* Task goal:
Extend the text on tobacco use trends among women and men, picking up after its final sentence.

The report shows that tobacco use among women fell from 11% in 2010 to 6.6% in 2024, with the number of female users dropping from 277 million to 206 million. This progress reflects the impact of sustained public awareness campaigns, improved access to cessation services, and stronger policy enforcement in many countries. Health education and social advocacy, especially targeting reproductive-age women, have also helped shift perceptions around smoking and its health risks.
By contrast, men continue to lag behind in tobacco cessation, reflecting deep-rooted behavioral, cultural, and policy challenges. While tobacco use among men has fallen from 41.4% in 2010 to 32.5% in 2024, the pace of decline remains too slow. Men still account for more than 80% of the world’s tobacco users—nearly one billion people. Cultural norms, aggressive tobacco marketing, and limited uptake of cessation services contribute to this slower progress. Without targeted interventions, the global target for men may not be met until 2031.

* Stored records:
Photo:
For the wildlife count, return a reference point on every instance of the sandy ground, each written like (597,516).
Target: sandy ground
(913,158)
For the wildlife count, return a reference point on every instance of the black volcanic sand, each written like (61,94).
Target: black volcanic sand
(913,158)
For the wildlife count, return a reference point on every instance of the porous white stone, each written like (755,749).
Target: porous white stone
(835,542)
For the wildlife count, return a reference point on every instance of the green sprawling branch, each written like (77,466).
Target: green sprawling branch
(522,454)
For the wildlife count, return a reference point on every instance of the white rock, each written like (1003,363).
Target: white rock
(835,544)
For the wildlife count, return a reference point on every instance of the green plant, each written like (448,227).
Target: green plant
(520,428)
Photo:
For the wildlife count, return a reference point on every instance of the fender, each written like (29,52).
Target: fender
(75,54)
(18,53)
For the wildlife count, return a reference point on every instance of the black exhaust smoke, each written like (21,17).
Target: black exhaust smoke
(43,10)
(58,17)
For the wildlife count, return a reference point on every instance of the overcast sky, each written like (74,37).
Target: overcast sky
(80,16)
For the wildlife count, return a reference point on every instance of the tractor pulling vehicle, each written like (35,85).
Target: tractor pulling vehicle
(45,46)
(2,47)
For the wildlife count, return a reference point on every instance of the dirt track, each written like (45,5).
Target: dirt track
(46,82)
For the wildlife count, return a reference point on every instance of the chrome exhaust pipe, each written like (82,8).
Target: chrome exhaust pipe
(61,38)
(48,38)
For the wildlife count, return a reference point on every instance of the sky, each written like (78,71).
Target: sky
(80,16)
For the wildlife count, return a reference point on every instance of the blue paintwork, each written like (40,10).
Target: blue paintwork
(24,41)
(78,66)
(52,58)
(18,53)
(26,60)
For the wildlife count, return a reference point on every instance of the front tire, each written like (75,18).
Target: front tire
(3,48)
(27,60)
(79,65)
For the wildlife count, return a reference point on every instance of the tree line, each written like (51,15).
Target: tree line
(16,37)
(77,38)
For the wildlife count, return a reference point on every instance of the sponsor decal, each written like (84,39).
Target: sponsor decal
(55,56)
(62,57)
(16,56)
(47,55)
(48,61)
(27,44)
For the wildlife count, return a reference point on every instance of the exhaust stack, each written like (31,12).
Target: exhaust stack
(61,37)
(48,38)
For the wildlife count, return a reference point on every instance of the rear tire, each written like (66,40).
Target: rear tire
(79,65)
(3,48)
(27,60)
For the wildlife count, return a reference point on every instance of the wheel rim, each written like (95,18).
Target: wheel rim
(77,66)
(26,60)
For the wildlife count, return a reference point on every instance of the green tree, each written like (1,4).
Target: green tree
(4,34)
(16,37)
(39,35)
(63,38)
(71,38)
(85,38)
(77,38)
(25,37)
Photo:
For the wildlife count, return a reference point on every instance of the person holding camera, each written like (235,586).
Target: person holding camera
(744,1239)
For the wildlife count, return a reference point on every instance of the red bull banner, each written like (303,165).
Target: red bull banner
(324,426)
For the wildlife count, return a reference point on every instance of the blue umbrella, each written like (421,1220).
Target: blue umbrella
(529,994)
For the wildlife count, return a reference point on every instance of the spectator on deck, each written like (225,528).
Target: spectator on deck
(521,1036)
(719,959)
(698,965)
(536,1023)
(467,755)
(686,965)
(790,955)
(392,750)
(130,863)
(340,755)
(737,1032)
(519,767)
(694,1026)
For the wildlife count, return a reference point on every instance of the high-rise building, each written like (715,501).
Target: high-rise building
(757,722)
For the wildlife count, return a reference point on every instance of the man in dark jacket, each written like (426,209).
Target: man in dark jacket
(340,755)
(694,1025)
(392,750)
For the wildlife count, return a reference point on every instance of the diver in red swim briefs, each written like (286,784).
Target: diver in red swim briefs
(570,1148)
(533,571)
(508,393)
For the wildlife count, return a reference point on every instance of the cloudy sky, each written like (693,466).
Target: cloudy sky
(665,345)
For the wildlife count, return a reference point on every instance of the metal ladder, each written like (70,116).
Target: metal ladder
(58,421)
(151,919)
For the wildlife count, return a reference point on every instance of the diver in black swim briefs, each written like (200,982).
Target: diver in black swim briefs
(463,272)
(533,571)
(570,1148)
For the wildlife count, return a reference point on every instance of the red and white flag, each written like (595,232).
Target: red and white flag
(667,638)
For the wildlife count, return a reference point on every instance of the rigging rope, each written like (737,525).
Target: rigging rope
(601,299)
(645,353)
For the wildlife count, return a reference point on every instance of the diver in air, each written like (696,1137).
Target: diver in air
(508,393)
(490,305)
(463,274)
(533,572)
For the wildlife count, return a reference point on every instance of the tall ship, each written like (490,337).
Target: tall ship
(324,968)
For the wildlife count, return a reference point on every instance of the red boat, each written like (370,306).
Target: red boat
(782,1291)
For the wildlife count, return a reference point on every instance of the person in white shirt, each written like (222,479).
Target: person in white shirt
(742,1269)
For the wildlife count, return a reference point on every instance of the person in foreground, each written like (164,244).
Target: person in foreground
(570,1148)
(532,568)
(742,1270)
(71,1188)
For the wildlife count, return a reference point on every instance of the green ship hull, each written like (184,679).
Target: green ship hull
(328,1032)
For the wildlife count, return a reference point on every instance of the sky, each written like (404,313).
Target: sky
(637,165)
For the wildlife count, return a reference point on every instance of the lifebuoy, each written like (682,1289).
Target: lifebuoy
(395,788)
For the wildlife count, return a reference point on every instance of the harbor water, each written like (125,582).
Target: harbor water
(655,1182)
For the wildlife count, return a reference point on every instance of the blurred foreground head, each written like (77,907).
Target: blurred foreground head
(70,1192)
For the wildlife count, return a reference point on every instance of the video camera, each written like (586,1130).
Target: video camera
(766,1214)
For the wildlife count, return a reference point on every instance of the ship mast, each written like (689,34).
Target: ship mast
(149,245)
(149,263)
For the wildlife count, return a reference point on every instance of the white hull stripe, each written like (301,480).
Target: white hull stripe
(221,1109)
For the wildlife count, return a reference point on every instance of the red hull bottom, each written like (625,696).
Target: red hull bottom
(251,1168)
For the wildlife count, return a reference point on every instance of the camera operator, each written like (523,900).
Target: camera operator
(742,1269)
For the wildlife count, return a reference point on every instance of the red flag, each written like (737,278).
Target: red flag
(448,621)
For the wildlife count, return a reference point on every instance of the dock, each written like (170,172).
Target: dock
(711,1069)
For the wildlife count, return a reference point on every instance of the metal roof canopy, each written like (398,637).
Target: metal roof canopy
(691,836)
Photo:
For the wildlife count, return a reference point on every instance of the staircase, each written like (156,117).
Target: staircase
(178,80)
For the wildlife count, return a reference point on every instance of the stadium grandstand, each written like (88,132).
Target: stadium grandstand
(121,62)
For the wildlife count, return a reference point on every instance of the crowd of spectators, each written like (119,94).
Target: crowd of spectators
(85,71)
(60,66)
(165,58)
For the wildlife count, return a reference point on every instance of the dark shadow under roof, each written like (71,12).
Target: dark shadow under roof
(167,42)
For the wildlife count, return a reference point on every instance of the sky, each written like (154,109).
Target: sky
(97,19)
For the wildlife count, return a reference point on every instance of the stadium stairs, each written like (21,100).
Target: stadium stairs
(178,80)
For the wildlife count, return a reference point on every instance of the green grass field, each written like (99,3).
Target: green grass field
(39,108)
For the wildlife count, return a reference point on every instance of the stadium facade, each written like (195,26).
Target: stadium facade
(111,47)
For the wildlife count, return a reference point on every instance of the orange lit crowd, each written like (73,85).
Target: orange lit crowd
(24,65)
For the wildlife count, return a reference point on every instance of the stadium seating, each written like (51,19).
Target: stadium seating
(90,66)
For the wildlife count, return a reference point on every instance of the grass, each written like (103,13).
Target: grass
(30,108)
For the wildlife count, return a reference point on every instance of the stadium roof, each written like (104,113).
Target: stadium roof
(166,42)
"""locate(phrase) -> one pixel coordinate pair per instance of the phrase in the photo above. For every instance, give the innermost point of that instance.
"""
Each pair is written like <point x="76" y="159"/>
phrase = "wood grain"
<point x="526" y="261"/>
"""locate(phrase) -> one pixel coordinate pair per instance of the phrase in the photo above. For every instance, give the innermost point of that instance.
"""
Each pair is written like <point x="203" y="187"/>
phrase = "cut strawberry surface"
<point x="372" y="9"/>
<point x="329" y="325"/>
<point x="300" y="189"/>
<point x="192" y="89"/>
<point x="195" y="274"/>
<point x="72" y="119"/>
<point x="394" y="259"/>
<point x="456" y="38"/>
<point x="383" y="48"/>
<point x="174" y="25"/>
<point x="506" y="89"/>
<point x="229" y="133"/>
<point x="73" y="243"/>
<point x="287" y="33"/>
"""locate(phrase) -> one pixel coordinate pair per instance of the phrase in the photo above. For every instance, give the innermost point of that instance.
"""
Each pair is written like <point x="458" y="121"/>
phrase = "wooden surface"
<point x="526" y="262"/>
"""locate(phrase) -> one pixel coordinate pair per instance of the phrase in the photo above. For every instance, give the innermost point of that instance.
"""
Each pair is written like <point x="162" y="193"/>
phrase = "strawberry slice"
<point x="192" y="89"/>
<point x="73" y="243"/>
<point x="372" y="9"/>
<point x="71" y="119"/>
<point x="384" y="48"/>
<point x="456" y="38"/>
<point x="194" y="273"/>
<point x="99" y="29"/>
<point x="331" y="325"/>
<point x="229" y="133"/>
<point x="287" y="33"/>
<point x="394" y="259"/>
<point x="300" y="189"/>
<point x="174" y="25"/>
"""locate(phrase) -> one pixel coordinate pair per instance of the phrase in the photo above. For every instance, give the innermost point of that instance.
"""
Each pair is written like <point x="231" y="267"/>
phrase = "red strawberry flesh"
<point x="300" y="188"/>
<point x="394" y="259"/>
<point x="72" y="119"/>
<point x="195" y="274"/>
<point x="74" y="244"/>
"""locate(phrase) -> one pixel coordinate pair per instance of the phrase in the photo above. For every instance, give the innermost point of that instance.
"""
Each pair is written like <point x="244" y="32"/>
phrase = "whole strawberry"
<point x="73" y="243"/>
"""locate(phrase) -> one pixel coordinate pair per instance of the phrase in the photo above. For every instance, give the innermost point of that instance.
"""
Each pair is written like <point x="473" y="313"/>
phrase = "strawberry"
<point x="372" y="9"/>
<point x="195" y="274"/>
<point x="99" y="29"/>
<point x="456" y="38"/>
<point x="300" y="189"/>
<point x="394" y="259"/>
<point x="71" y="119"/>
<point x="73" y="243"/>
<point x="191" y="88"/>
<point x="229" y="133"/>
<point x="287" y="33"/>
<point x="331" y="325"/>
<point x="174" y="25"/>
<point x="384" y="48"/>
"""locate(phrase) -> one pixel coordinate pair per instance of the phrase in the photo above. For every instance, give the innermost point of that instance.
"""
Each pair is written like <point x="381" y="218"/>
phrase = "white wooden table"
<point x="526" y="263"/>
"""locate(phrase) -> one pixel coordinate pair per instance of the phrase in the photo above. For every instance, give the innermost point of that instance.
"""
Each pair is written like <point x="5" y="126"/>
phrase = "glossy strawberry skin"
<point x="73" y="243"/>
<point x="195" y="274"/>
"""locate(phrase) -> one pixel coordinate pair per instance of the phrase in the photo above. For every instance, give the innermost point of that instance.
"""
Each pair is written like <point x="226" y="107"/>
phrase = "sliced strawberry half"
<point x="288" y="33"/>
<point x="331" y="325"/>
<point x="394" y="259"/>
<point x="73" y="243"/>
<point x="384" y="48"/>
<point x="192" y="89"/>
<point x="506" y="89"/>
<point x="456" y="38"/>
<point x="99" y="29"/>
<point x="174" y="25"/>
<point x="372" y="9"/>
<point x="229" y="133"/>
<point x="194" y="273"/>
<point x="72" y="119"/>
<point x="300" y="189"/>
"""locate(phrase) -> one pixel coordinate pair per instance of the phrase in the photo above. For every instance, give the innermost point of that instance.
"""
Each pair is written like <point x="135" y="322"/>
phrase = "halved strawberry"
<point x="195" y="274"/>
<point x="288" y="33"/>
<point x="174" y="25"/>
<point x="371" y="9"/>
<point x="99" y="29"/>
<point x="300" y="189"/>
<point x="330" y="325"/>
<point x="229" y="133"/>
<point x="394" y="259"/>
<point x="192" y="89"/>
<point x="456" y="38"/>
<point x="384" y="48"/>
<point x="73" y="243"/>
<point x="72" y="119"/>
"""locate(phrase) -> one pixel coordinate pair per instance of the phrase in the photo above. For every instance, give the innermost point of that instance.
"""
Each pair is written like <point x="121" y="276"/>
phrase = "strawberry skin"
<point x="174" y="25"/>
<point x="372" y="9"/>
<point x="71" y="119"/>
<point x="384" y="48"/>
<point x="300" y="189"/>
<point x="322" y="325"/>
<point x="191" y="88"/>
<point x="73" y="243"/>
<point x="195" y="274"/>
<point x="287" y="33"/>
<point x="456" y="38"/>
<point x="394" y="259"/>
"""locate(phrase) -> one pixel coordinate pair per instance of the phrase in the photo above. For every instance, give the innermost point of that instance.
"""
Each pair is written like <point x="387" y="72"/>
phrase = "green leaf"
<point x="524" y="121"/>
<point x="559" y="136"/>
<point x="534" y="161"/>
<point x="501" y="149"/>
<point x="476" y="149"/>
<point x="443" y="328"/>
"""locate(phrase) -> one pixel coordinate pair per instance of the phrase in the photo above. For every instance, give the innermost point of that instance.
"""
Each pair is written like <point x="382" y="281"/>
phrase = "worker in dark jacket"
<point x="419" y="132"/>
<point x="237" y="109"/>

* Answer section:
Experts are calling for renewed efforts to curb tobacco use among men through stronger regulation, increased taxation, and better cessation support tailored to men’s health behaviors. Governments are also being urged to counter the persistent influence of the tobacco industry, which continues to target young men in emerging markets.
This trend among women demonstrates that progress is possible when policy, education, and public health action align. The challenge now is ensuring that men are not left behind. A truly tobacco-free future will depend on closing this gender gap, holding the industry accountable, and sustaining the momentum that women have set in motion. Anything less would undermine decades of global health gains and delay the vision of a world free from tobacco-related disease and death.